RANGKAIAN TUGAS »
- 1) Menurut artikel tentang normalisasi hubungan Qatar, berapa yang harus dibayar pemerintah Qatar kepada Iran selama blokade agar bisa melewati wilayah udara Iran?
- 2) Berikan lanjutan artikel tentang normalisasi hubungan Qatar dan negara-negara Arab, dimulai setelah kalimat terakhirnya.

TEKS YANG DIBERIKAN »
- - - -
Normalisasi Arab Teluk Dimulai Bertahap, Qatar Airways Lewati Udara Arab Saudi
Langkah pertama normalisasi hubungan Qatar dan kuartet Arab adalah pembukaan wilayah udara Arab Saudi bagi maskapai Qatar AIrways. Pembukaan jalur udara itu penting bagi Qatar, negara tuan rumah Piala Dunia 2022.
RIYADH, JUMAT — Normalisasi hubungan antara Qatar dan Arab Saudi dan sejumlah negara Arab dimulai secara bertahap setelah kuartet negara, yaitu Arab Saudi, Mesir, Uni Emirat Arab, dan Bahrain, sepakat mencabut sejumlah pembatasan. Langkah pertama adalah dibolehkannya kembali maskapai Qatar Airways terbang di atas wilayah Arab Saudi, Kamis (7/1/2021), setelah lebih dari 3,5 tahun negara kuartet Arab itu memblokade Qatar.
Sementara itu, normalisasi hubungan diplomatik masih membutuhkan banyak waktu. Para pihak membutuhkan waktu untuk bisa memulihkan kepercayaan di antara mereka.
”Malam ini #QatarAirways mulai mengubah rute beberapa penerbangan melalui wilayah udara Saudi dengan penerbangan terjadwal pertama diharapkan menjadi QR 1365, Doha ke Johannesburg (Afrika Selatan) pada 20:45 (1745 GMT) malam ini, 7 Januari,” tulis maskapai itu di akun Twitter mereka.
Baca juga: Pelukan MBS-Sheikh Tamim Cairkan Ketegangan Hubungan Arab Saudi-Qatar
Jalur udara yang dipulihkan menjadi sangat penting bagi Qatar, yang juga akan menjadi tuan rumah Piala Dunia 2022. Selain itu, pembukaan wilayah udara Arab Saudi bagi Qatar membuat Doha berhemat secara keuangan. Saat diblokade, pemerintahan Qatar harus membayar lebih dari 100 juta dollar Amerika Serikat per tahun kepada Iran agar bisa melewati wilayah udaranya, seperti dilaporkan The New York Times.
Selain wilayah udara, Pemerintah Arab Saudi juga memutuskan untuk membuka perbatasan darat dan lautnya dengan Qatar.
Menteri Luar Negeri UEA Anwar Gargash, pada konferensi pers virtual, mengatakan bahwa dalam sepekan mendatang, empat negara Arab akan melaksanakan beberapa langkah untuk memulihkan hubungan dengan Qatar selain hubungan diplomatik, termasuk perdagangan dan pengiriman barang.
Butuh waktu
Gargash juga menyatakan, masalah lain seperti memulihkan hubungan diplomatik penuh akan memakan waktu mengingat masalah geopolitik, seperti Iran, Turki, dan kelompok Islam politik yang dianggap oleh para otokrat tradisional Arab sebagai ancaman eksistensial.
- - - -
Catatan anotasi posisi

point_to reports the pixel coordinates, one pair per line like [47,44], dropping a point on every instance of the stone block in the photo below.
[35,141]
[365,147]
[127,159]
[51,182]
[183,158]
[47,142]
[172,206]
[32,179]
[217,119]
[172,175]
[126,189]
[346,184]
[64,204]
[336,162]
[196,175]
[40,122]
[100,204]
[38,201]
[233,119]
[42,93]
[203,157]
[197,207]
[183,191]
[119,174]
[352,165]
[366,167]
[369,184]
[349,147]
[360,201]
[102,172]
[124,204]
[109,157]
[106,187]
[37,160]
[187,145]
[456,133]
- - - -
HASIL BERURUTAN »
- 1) Lebih dari 100 juta dollar Amerika Serikat per tahun.

- 2)
”Beberapa masalah lebih mudah diperbaiki dan beberapa lainnya akan membutuhkan waktu lebih lama. Kami memiliki awal yang sangat baik. Tetapi, kami memiliki masalah dengan membangun kembali kepercayaan,” kata Gargash.
Ia menambahkan bahwa kelompok kerja bilateral akan mencoba untuk memajukannya.
Baca juga : Arab Saudi Akhiri Blokade atas Qatar, Emir Qatar Hadiri KTT Arab Teluk
Arab Saudi, UEA, Bahrain dan Mesir memberlakukan embargo terhadap Qatar atas tuduhan bahwa mereka mendukung terorisme dan bersahabat dengan ”musuh” negara Arab, yaitu Iran. Kedekatan Doha dengan Teheran, dukungan pemerintah Qatar terhadap gerakan Ikhwanul Muslimin (IM) di Mesir yang kemudian mendorong terjadinya Musim Semi Arab di sejumlah negara, memperkuat alasan pemboikotan tersebut. Turki, seperti halnya Qatar, mendukung kelompok IM yang menjadi organisasi terlarang di Mesir.
Keempat negara kuartet Arab menuntut Qatar memenuhi 13 persyaratan agar mereka bisa mengakhiri boikot, termasuk menutup stasiun televisi Al Jazeera, menutup pangkalan militer Turki, memutuskan hubungan dengan Ikhwanul Muslimin, dan mengurangi hubungan dengan Iran. Doha membantah tuduhan itu dan mengatakan boikot itu bertujuan untuk membatasi kedaulatannya.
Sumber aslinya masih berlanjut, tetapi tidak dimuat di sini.